Written instruction
Will you put every line of the records below into a numbered list, skipping any blank lines?

The data
------------

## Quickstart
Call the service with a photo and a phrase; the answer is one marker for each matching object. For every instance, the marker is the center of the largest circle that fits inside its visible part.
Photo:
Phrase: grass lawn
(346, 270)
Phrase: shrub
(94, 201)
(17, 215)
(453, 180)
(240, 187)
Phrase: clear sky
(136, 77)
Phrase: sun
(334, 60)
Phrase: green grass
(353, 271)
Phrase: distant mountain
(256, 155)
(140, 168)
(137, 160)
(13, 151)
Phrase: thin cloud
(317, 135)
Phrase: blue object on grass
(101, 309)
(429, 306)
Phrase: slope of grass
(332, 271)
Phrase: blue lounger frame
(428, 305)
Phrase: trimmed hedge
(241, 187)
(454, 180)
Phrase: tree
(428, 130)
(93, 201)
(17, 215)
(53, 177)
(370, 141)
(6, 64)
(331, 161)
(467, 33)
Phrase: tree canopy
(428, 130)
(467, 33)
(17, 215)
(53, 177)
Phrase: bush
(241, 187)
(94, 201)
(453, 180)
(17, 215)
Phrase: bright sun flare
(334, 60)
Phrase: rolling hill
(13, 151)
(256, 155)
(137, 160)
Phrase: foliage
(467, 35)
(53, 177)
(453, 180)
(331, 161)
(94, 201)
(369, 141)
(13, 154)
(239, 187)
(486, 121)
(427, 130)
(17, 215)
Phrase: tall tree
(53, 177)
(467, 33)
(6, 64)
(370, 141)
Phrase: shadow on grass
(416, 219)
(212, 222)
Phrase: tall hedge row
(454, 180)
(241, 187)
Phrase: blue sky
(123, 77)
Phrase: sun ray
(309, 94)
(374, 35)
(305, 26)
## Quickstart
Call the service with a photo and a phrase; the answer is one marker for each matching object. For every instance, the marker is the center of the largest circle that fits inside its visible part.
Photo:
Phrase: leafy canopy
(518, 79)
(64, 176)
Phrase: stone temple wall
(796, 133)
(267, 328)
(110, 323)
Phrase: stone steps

------------

The output
1. ## Quickstart
2. Call the service with a photo and a phrase; the answer is one marker for each matching object. For every instance, the marker is the center of the largest circle that fits inside its visible part.
3. Photo:
4. Phrase: grass lawn
5. (346, 270)
6. Phrase: shrub
7. (94, 201)
8. (17, 215)
9. (453, 180)
10. (240, 187)
11. Phrase: clear sky
12. (136, 77)
13. Phrase: sun
14. (334, 60)
15. Phrase: green grass
16. (353, 271)
17. Phrase: distant mountain
18. (256, 155)
19. (140, 168)
20. (137, 160)
21. (13, 151)
22. Phrase: thin cloud
23. (317, 135)
24. Phrase: blue object on grass
25. (101, 309)
26. (429, 306)
27. Phrase: slope of grass
28. (332, 271)
29. Phrase: blue lounger frame
30. (428, 305)
31. Phrase: trimmed hedge
32. (241, 187)
33. (454, 180)
34. Phrase: tree
35. (428, 130)
36. (93, 201)
37. (17, 215)
38. (53, 177)
39. (370, 141)
40. (6, 64)
41. (331, 161)
42. (467, 33)
43. Phrase: tree canopy
44. (428, 130)
45. (467, 33)
46. (17, 215)
47. (53, 177)
48. Phrase: bush
49. (241, 187)
50. (94, 201)
51. (453, 180)
52. (17, 215)
53. Phrase: bright sun flare
54. (334, 60)
55. Phrase: rolling hill
56. (13, 151)
57. (256, 155)
58. (137, 160)
59. Phrase: foliage
60. (467, 35)
61. (53, 177)
62. (453, 180)
63. (331, 161)
64. (94, 201)
65. (369, 141)
66. (13, 154)
67. (239, 187)
68. (486, 121)
69. (427, 130)
70. (17, 215)
71. Phrase: tall tree
72. (53, 177)
73. (467, 33)
74. (6, 64)
75. (370, 141)
76. Phrase: shadow on grass
77. (416, 219)
78. (212, 222)
79. Phrase: tall hedge row
80. (454, 180)
81. (241, 187)
82. Phrase: blue sky
83. (123, 77)
84. Phrase: sun ray
85. (309, 94)
86. (374, 35)
87. (305, 26)
88. ## Quickstart
89. Call the service with a photo and a phrase; the answer is one marker for each matching object. For every instance, the marker is the center of the largest circle that fits inside its visible part.
90. Photo:
91. Phrase: leafy canopy
92. (518, 79)
93. (64, 176)
94. Phrase: stone temple wall
95. (796, 133)
96. (267, 328)
97. (110, 323)
98. Phrase: stone steps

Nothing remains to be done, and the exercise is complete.